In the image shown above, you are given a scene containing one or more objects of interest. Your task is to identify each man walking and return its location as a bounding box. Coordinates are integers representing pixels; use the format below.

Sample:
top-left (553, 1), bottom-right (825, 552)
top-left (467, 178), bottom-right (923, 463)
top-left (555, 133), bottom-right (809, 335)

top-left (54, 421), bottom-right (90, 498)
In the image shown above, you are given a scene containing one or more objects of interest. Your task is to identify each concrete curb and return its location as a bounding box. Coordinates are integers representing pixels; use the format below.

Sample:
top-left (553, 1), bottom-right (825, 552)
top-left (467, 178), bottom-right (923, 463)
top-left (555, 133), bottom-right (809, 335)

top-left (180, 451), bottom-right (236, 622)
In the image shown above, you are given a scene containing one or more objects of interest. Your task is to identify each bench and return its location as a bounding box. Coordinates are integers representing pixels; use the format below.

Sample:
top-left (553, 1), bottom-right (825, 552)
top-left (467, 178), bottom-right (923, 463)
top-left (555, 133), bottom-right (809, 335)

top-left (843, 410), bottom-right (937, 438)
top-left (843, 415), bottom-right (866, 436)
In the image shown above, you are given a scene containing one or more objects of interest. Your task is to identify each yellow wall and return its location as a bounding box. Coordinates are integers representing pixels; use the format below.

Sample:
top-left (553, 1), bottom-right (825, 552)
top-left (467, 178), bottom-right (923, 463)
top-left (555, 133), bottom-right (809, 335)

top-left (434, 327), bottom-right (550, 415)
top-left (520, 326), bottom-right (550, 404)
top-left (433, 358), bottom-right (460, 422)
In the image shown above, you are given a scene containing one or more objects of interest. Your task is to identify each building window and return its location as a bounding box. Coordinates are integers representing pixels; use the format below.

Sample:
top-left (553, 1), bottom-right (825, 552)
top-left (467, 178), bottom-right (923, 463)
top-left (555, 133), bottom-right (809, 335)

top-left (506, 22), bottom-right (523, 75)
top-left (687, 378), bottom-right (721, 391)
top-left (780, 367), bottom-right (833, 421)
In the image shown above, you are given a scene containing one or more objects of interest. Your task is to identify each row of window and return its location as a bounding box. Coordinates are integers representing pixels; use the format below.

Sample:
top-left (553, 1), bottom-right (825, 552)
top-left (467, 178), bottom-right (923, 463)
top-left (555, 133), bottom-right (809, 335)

• THE TASK
Each line above is to be repeated exactly.

• TASK RESPONSE
In the image shown above, you are given a scene containing one or more objects of interest. Your task is to identify each man walking and return its location as a bounding box. Coordinates are integers representing pixels; use the format below.

Sample:
top-left (553, 1), bottom-right (825, 552)
top-left (467, 178), bottom-right (923, 463)
top-left (555, 133), bottom-right (809, 335)

top-left (54, 421), bottom-right (90, 498)
In the image shown above, you are given a scene containing one or more objects of interest. Your task is to identify each concrete curb and return its location as a bounding box. Coordinates are integers representing pixels; use the format below.

Sample:
top-left (553, 1), bottom-right (825, 552)
top-left (467, 178), bottom-right (923, 463)
top-left (555, 133), bottom-right (809, 335)

top-left (180, 451), bottom-right (236, 622)
In the image shown above, you are given a scene containing one or more objects of interest. Your task is to identify each bench and return its location as a bounding box. Coordinates are integers representing pixels; use the format below.

Sample:
top-left (553, 1), bottom-right (825, 552)
top-left (467, 178), bottom-right (923, 463)
top-left (555, 133), bottom-right (809, 335)

top-left (843, 410), bottom-right (937, 438)
top-left (843, 415), bottom-right (866, 436)
In the image shown above, you are given a scene containing one or more objects of interest. Your task is to identify each yellow wall and return its location as a bounding box. Coordinates are integers representing pixels; use the format below.

Sample:
top-left (553, 1), bottom-right (825, 552)
top-left (467, 178), bottom-right (923, 463)
top-left (555, 133), bottom-right (809, 335)

top-left (434, 327), bottom-right (550, 415)
top-left (520, 326), bottom-right (550, 404)
top-left (433, 358), bottom-right (460, 422)
In the image shown above, you are given a scene containing one or more objects of interest. Your task is to identify each building window and return its location as a bounding box. Coordinates are integers representing pixels; use the format below.

Sample:
top-left (553, 1), bottom-right (825, 552)
top-left (467, 178), bottom-right (923, 463)
top-left (555, 133), bottom-right (809, 335)

top-left (506, 22), bottom-right (523, 75)
top-left (687, 378), bottom-right (721, 391)
top-left (780, 367), bottom-right (833, 421)
In the image shown above, you are given a scene containing one or more objects of interest. Your task is to identify each row of window and return its location as a bounding box. Coordinates are integers representing pixels; use the format below.

Sample:
top-left (553, 1), bottom-right (825, 552)
top-left (467, 178), bottom-right (923, 463)
top-left (555, 133), bottom-right (809, 335)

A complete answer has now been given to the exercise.